───── LISTED RECORDS ─────

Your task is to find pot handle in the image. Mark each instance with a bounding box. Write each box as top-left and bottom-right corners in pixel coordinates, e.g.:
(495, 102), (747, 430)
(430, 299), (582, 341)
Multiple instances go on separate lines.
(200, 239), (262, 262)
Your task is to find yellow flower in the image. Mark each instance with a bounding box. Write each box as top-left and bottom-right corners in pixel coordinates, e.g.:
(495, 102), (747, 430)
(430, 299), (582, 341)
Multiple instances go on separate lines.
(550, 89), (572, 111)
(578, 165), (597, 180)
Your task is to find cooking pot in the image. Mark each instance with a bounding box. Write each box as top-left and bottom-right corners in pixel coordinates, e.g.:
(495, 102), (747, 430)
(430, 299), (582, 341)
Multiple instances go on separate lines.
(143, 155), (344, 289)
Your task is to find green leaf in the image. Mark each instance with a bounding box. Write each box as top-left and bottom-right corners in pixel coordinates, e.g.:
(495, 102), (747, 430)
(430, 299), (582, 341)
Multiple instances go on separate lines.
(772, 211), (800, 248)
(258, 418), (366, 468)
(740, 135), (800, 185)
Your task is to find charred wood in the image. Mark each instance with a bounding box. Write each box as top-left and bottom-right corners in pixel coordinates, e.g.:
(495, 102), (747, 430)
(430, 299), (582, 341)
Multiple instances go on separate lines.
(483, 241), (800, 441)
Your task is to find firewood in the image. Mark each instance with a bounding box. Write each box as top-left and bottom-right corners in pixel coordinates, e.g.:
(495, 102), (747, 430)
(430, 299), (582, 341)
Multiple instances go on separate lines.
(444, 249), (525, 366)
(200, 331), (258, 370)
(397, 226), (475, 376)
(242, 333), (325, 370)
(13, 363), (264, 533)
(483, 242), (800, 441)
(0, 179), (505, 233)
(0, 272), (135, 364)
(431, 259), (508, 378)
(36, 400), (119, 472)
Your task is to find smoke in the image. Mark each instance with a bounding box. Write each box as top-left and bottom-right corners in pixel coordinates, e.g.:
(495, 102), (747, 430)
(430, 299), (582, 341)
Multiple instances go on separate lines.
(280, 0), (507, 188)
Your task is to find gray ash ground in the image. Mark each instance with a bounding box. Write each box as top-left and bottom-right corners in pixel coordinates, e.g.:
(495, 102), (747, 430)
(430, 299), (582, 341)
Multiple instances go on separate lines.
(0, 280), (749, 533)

─────

Present every line of the listing above as a numbered list, omitting any blank lines.

▸ **TASK ANSWER**
1. Your task is to find pot handle in the image. Mark each instance with a bounding box. Write each box as top-left and bottom-right corners in pixel coordinates, e.g.:
2. (495, 102), (747, 430)
3. (430, 299), (582, 341)
4. Multiple instances go on separate lines.
5. (200, 239), (262, 262)
6. Your task is to find yellow flower in the image. Mark each instance with a bounding box. Write each box as top-left and bottom-right corners in pixel coordinates, e.g.:
7. (495, 102), (747, 430)
8. (430, 299), (582, 341)
9. Multiple instances go on separate lines.
10. (550, 89), (572, 111)
11. (578, 165), (597, 180)
12. Your task is to find cooking pot in the image. Mark each instance with a bounding box. Write each box as top-left and bottom-right corners in pixel coordinates, e.g.:
13. (495, 102), (747, 430)
14. (430, 299), (582, 341)
15. Multiple instances go on separate lines.
16. (143, 155), (344, 289)
17. Your task is to find green leaf in the image. Mark each instance with a bounding box. Write each box as top-left and bottom-right corners in pixel coordinates, e.g.:
18. (495, 102), (747, 430)
19. (430, 299), (582, 341)
20. Multiple instances go on separate lines.
21. (772, 211), (800, 248)
22. (258, 418), (366, 468)
23. (740, 135), (800, 185)
24. Your task is to find charred wood in the image. Mark each instance with a bounding box. Write each box as top-left and bottom-right corners in pixel coordinates, e.g.:
25. (495, 102), (747, 430)
26. (430, 299), (582, 341)
27. Multiple instances go on separate lines.
28. (483, 241), (800, 441)
29. Your task is to find firewood in the image. Mark each instance with a bounding box. Write each box as top-left and bottom-right corners in pixel coordinates, e.g.:
30. (495, 102), (747, 430)
31. (430, 299), (582, 341)
32. Multiple instances go on separate lines.
33. (444, 249), (525, 366)
34. (200, 331), (258, 370)
35. (397, 226), (475, 376)
36. (242, 333), (325, 370)
37. (13, 363), (264, 533)
38. (483, 242), (800, 441)
39. (0, 179), (505, 233)
40. (0, 272), (135, 364)
41. (431, 259), (508, 378)
42. (36, 400), (119, 472)
43. Your task is to find smoke in the image. Mark each instance with a bounding box. Write each box as top-left and bottom-right corners in pixel coordinates, e.g.:
44. (495, 102), (747, 430)
45. (430, 299), (582, 341)
46. Multiple instances go on separate lines.
47. (280, 0), (507, 188)
48. Your task is to find gray ash ground in the image. Mark each instance with a bounding box. Write each box as top-left and bottom-right corners in pixel coordinates, e.g.:
49. (495, 102), (747, 430)
50. (430, 299), (582, 341)
51. Multiple instances go on separate lines.
52. (0, 280), (749, 533)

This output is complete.